» **Texto exibido**:
# # #

Esse modelo de resolução de conflitos penal é, basicamente, uma negociação entre o Ministério Público e o acusado, denominado de Plea bargain, que teve origem na common Law (modelo adotado pelos EUA).

No acordo, o investigado/acusado presta informações ao Ministério Público e o órgão abre mão de iniciar o procedimento investigatório ou a própria persecução penal em seu desfavor.

No Brasil, há um grande volume de processos, que tem abarrotado o Poder Judiciário para cumprir a função constitucional de resolver os conflitos sociais de interesses que sejam levados a sua apreciação.

É certo que ao acervo processual exagerado se somam outros motivos igualmente importantes na análise do nosso sistema judiciário.

Segundo José Aurélio Araújo (2011, p. 169), a má remuneração dos serventuários da Justiça, a baixa qualidade dos cursos jurídicos, a corrupção endêmica e a falta de responsabilidade social de muitos magistrados também contribuem para o estado atual das coisas.

# # #

» **Lista de exercícios**:
[A] Atualize o trecho do texto sobre o acordo penal, começando em "No Brasil, há" e terminando em "do nosso sistema judiciário.", trocando "Poder Judiciário" por "sistema de Justiça".
[B] Formate como tabela Markdown as linhas dos registros, começando na linha que contém "Each instance of the **chest" e terminando no fim dos registros, com as colunas Número e Linha. Deixe de fora as linhas em branco.
O texto e os registros não têm relação entre si.

(Entradas de dados)
# # #

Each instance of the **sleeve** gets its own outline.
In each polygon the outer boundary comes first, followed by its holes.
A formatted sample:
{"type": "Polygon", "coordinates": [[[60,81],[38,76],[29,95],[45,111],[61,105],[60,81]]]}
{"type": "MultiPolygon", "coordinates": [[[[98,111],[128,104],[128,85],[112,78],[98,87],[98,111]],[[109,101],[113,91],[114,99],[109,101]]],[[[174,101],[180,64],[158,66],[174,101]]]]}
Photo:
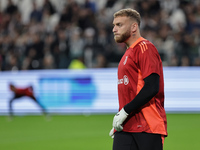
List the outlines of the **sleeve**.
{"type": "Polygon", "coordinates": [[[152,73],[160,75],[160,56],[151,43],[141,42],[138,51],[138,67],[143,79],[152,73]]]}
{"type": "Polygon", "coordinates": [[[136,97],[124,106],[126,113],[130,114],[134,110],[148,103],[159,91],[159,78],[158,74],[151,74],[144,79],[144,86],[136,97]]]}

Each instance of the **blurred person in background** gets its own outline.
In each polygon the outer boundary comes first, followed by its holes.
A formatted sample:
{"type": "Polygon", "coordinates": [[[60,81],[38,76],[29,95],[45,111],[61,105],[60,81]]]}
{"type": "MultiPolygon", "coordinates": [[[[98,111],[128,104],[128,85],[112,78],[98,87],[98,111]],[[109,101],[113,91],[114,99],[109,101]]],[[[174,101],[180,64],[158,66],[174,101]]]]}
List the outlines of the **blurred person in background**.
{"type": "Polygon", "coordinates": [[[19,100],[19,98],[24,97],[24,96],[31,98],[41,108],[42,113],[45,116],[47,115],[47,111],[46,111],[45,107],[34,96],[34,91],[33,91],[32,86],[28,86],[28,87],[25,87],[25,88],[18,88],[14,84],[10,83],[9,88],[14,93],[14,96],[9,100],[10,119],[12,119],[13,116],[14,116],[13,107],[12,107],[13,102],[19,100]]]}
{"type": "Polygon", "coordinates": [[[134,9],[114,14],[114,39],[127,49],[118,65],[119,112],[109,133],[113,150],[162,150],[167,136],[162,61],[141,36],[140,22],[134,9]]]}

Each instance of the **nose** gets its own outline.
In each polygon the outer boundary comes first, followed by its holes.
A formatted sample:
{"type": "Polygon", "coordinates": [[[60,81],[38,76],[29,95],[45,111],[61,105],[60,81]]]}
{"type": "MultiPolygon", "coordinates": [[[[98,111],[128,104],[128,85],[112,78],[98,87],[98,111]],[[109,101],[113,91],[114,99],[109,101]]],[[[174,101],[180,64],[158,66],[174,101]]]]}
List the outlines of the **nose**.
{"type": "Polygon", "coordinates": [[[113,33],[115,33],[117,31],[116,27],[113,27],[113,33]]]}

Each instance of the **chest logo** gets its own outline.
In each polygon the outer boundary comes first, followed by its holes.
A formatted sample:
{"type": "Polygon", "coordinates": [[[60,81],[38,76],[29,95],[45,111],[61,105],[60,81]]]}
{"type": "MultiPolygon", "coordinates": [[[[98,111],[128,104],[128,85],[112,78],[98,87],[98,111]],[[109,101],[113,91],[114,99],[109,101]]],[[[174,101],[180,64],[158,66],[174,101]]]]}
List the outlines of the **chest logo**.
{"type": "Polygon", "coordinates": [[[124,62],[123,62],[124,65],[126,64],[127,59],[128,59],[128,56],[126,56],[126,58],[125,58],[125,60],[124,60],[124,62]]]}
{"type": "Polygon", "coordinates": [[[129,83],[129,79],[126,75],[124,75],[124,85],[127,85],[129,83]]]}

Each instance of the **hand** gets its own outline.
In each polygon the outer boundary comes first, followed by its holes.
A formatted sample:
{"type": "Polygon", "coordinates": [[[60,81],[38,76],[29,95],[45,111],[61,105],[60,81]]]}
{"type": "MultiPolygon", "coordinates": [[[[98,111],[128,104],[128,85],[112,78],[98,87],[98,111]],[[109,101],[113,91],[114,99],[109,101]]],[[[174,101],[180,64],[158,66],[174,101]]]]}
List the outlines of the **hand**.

# # #

» **Respostas completas**:
[A]
No Brasil, há um grande volume de processos, que tem abarrotado o sistema de Justiça para cumprir a função constitucional de resolver os conflitos sociais de interesses que sejam levados a sua apreciação.

É certo que ao acervo processual exagerado se somam outros motivos igualmente importantes na análise do nosso sistema judiciário.

[B]
| Número | Linha |
|---|---|
| 1 | Each instance of the **chest logo** gets its own outline. |
| 2 | In each polygon the outer boundary comes first, followed by its holes. |
| 3 | A formatted sample: |
| 4 | {"type": "Polygon", "coordinates": [[[60,81],[38,76],[29,95],[45,111],[61,105],[60,81]]]} |
| 5 | {"type": "MultiPolygon", "coordinates": [[[[98,111],[128,104],[128,85],[112,78],[98,87],[98,111]],[[109,101],[113,91],[114,99],[109,101]]],[[[174,101],[180,64],[158,66],[174,101]]]]} |
| 6 | List the outlines of the **chest logo**. |
| 7 | {"type": "Polygon", "coordinates": [[[124,62],[123,62],[124,65],[126,64],[127,59],[128,59],[128,56],[126,56],[126,58],[125,58],[125,60],[124,60],[124,62]]]} |
| 8 | {"type": "Polygon", "coordinates": [[[129,83],[129,79],[126,75],[124,75],[124,85],[127,85],[129,83]]]} |
| 9 | Each instance of the **hand** gets its own outline. |
| 10 | In each polygon the outer boundary comes first, followed by its holes. |
| 11 | A formatted sample: |
| 12 | {"type": "Polygon", "coordinates": [[[60,81],[38,76],[29,95],[45,111],[61,105],[60,81]]]} |
| 13 | {"type": "MultiPolygon", "coordinates": [[[[98,111],[128,104],[128,85],[112,78],[98,87],[98,111]],[[109,101],[113,91],[114,99],[109,101]]],[[[174,101],[180,64],[158,66],[174,101]]]]} |
| 14 | List the outlines of the **hand**. |